EXTRACTED DATA:
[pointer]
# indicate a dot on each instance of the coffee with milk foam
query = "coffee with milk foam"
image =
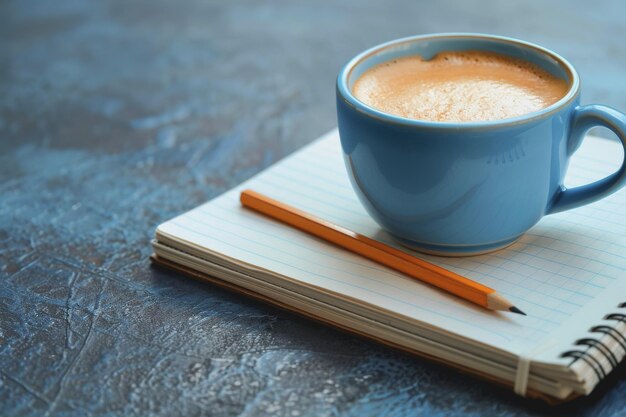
(468, 86)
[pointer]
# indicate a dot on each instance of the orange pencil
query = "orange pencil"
(378, 252)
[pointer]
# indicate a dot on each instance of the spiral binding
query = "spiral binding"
(597, 345)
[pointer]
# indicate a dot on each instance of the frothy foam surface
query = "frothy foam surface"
(459, 87)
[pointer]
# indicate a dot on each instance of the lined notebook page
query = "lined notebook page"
(560, 273)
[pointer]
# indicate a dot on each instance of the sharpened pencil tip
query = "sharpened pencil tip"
(516, 310)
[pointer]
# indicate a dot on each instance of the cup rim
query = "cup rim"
(346, 95)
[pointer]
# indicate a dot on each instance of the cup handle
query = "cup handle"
(583, 119)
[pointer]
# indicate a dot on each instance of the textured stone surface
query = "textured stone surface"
(117, 115)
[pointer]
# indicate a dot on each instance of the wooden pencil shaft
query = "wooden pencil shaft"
(369, 248)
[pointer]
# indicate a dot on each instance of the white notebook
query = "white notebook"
(568, 273)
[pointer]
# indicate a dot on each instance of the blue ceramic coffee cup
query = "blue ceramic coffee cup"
(467, 188)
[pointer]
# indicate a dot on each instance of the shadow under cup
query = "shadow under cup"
(462, 188)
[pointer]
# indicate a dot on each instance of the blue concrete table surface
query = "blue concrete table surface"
(117, 115)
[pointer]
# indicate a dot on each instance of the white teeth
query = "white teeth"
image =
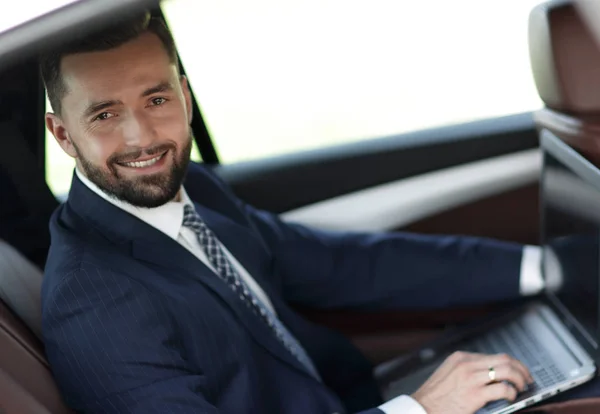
(143, 164)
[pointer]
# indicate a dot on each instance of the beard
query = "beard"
(146, 191)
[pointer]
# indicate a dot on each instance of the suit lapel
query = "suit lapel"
(168, 254)
(148, 244)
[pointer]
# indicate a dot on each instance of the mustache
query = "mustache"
(131, 156)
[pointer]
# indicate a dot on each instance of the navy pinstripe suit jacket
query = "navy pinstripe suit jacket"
(134, 323)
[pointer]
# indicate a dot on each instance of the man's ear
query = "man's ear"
(187, 94)
(56, 126)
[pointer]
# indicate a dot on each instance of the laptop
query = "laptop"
(555, 335)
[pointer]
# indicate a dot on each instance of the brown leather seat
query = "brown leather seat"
(565, 61)
(26, 383)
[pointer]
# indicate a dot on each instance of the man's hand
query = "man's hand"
(461, 385)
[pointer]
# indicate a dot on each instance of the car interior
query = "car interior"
(479, 178)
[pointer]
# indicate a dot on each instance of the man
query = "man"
(160, 297)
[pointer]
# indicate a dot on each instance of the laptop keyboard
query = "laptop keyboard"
(515, 340)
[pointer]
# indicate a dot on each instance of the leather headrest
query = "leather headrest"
(565, 59)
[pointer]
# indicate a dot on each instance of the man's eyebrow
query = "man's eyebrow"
(98, 106)
(161, 87)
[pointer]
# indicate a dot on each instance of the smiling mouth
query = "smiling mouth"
(143, 164)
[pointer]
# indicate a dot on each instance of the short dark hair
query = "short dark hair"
(109, 38)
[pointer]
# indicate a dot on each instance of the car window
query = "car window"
(275, 77)
(59, 166)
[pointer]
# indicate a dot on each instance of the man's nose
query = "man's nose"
(138, 131)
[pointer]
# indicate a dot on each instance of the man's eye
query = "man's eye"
(158, 101)
(103, 116)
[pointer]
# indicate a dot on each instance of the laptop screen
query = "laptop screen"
(571, 234)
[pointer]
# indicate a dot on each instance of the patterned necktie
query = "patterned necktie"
(225, 270)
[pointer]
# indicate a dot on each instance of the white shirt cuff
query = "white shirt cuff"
(531, 271)
(402, 404)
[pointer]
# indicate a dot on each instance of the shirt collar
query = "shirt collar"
(167, 218)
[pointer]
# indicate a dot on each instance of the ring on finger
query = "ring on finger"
(492, 374)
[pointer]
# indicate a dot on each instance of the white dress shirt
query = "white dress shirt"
(168, 219)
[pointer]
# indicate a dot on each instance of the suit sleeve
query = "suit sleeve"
(400, 270)
(112, 348)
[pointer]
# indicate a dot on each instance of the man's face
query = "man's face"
(125, 119)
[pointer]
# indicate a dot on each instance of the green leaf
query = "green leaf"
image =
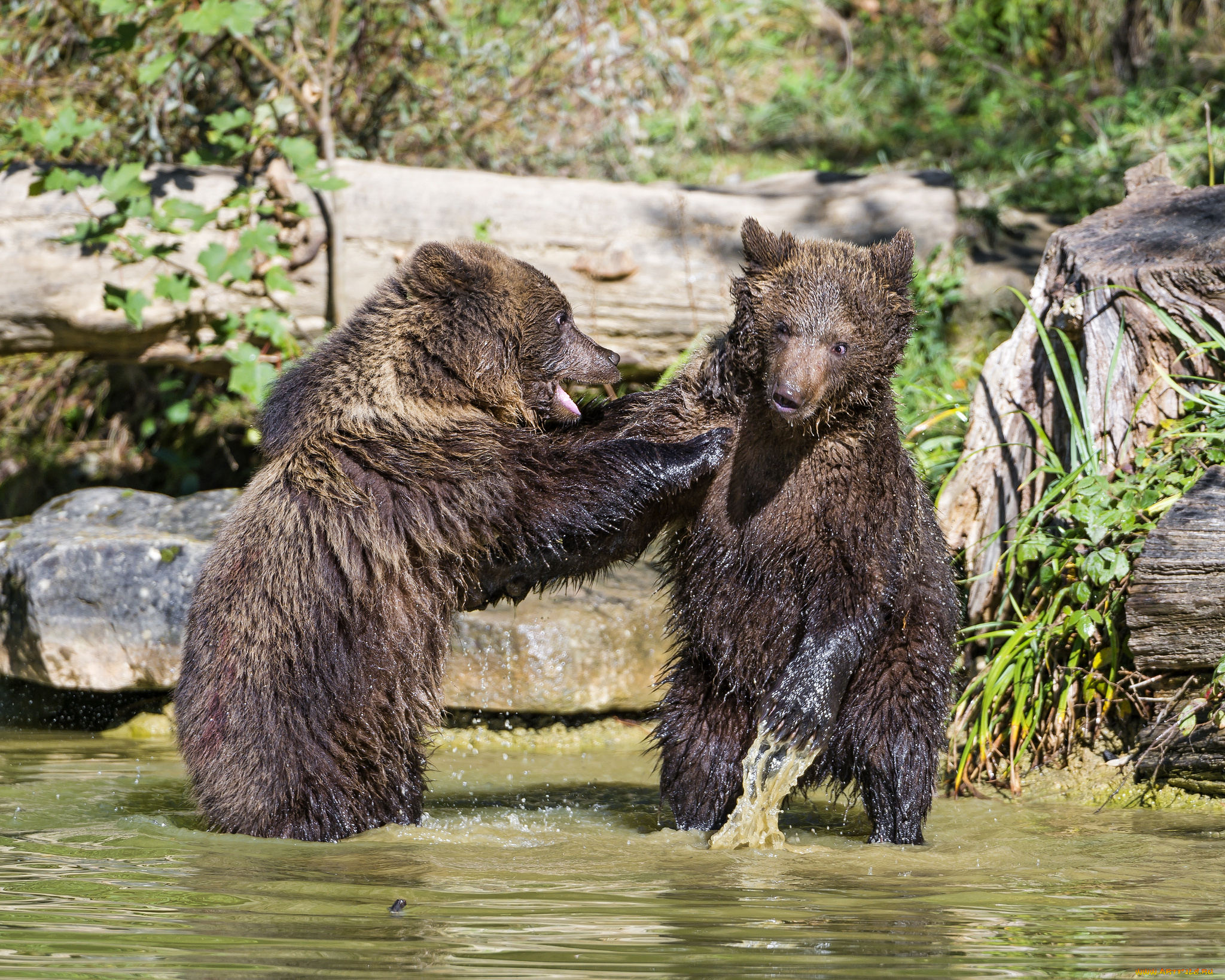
(64, 181)
(249, 376)
(119, 8)
(178, 209)
(151, 71)
(303, 157)
(231, 325)
(263, 239)
(132, 302)
(214, 260)
(222, 123)
(32, 132)
(276, 279)
(121, 41)
(239, 266)
(1187, 716)
(299, 151)
(175, 288)
(275, 326)
(124, 182)
(212, 16)
(218, 263)
(65, 130)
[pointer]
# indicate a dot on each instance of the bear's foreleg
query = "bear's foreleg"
(702, 736)
(889, 732)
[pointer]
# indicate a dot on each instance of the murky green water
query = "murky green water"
(543, 866)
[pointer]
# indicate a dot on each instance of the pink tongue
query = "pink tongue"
(565, 401)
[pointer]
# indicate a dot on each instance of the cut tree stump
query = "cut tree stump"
(645, 266)
(1177, 601)
(1166, 242)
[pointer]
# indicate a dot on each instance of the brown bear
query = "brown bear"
(397, 454)
(811, 591)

WHAT IS REQUIRED: Keep the pictures out of the copy and write out the data exactly as it stands.

WORKED SOLUTION:
[pointer]
# indicate a dot on each instance of the coffee with milk foam
query = "coffee with milk foam"
image =
(468, 86)
[pointer]
# indicate a dot on each instance of the orange pencil
query = "orange pencil"
(378, 252)
[pointer]
# indicate a dot on each instance of the spiral binding
query = "spiral binding"
(597, 345)
[pointer]
# indicate a dot on each instance of the frothy foam surface
query = "frothy foam surface"
(459, 87)
[pointer]
# indicate a dot on each instance of the lined notebook page
query = "lined notebook page"
(560, 273)
[pointer]
# indicate a dot on each instance of the sharpened pencil tip
query = "sharpened pencil tip"
(516, 310)
[pointer]
# indicate a dot on each instance of the cup rim
query = "cup rim"
(346, 95)
[pointer]
# indicate a dot on each instance of the cup handle
query = "cup handle"
(583, 119)
[pointer]
# indicate a dot on each instance of the textured stone surface
query = "textured stone surface"
(117, 115)
[pointer]
# indicate a dot on each instance of the wooden pencil shaft
query = "wooden pencil shaft"
(369, 248)
[pointer]
# indicate a dot on each instance of the white notebook
query = "white notebook"
(568, 273)
[pointer]
# indicate a dot on each instance of the blue ceramic coffee cup
query = "blue ceramic coffee cup"
(467, 188)
[pointer]
# indicate a dot on each instance of the shadow under cup
query = "shadow under cup"
(462, 188)
[pointer]
# indicate a dot on each instance of the blue concrete table surface
query = "blue concrete table surface"
(117, 115)
[pointer]
# indicate a dot on each instance of the white teeth
query = "white teeth"
image =
(143, 164)
[pointer]
# indicate a dot on each instance of the beard
query = "beard"
(146, 191)
[pointer]
# indicate a dot on each instance of the suit lapel
query = "suit lapel"
(168, 254)
(148, 244)
[pointer]
# indicate a dot on each instance of the mustache
query = "mustache"
(131, 156)
[pointer]
# indicate a dot on each instance of the navy pinstripe suit jacket
query = "navy pinstripe suit jacket"
(134, 323)
[pointer]
# indicate a dot on each instance of the man's ear
query = "man's ear"
(187, 94)
(56, 126)
[pointer]
# indicate a dot on each instance of the laptop
query = "laptop"
(555, 335)
[pointer]
# indicate a dot on each instance of the brown leather seat
query = "brown leather seat"
(565, 61)
(26, 383)
[pointer]
# indicate a dot on each instance of the man's hand
query = "man's hand"
(461, 385)
[pointer]
# indicate a dot on each instance of the car interior
query = "car interior"
(479, 178)
[pointer]
# indicate a dot on each instance of the man
query = "man"
(160, 297)
[pointer]
# indicate a dot on each instance of the laptop keyboard
query = "laptop keyboard"
(515, 340)
[pointer]
# indicate a dot on each instance of the leather headrest
query = "leather headrest"
(565, 59)
[pointer]
# indicate a dot on each instance of the man's eyebrow
query = "man's eyebrow"
(98, 106)
(161, 87)
[pointer]
# indicate a dot on each instance of the smiling mouth
query = "smiling mouth"
(143, 164)
[pointer]
# indicate a dot on each instance of the short dark hair
query = "short dark hair"
(109, 38)
[pointer]
# indicate a dot on each instance of the car window
query = "car window"
(275, 77)
(59, 166)
[pointer]
# indicate a dot on each instance of the man's nose
query = "man's nose"
(138, 131)
[pointer]
# indicate a dot on each instance of the man's eye
query = "man's eye"
(158, 101)
(103, 116)
[pointer]
# indicate a dot on each instance of the laptop screen
query = "laptop screen"
(571, 234)
[pointer]
# indicate a dot on each instance of the patterned necktie
query = "patterned necktie"
(225, 270)
[pointer]
# indicate a dot on each instance of the white shirt cuff
query = "white shirt cuff"
(531, 271)
(402, 404)
[pointer]
# indicate a dot on each instance of the shirt collar
query = "shirt collar"
(167, 218)
[pointer]
# indicate a dot on each instance of the ring on finger
query = "ring on finger"
(492, 374)
[pointer]
# indicate a dot on each instance of the white dress shirt
query = "white dress shirt"
(168, 219)
[pointer]
# indicate a dot on each instance of the suit sleeve
query = "suit sleeve"
(400, 270)
(112, 348)
[pointer]
# indicate a dot on each instance of the man's face
query = "man's face"
(125, 119)
[pointer]
# indicate a dot on each instance of the green leaf
query = "green leaf"
image =
(64, 181)
(249, 376)
(119, 8)
(178, 209)
(151, 71)
(303, 157)
(231, 325)
(263, 239)
(132, 302)
(214, 260)
(222, 123)
(32, 132)
(276, 279)
(121, 41)
(239, 266)
(1187, 716)
(299, 151)
(175, 288)
(275, 326)
(124, 182)
(212, 16)
(218, 263)
(65, 130)
[pointer]
# indicate a dot on each instance of the bear's foreleg
query = "bear's foreleg"
(702, 736)
(889, 732)
[pointer]
# indicate a dot on each instance of the murky green water
query = "murky green water"
(543, 866)
[pointer]
# indicate a dot on each instance of the pink tongue
query = "pink tongue"
(565, 401)
[pointer]
# indicate a dot on each instance of the cut tree stump
query = "cut tree stump"
(645, 266)
(1177, 601)
(1166, 242)
[pointer]
# indicate a dot on each instance of the brown bear
query = "brown bear"
(397, 454)
(811, 591)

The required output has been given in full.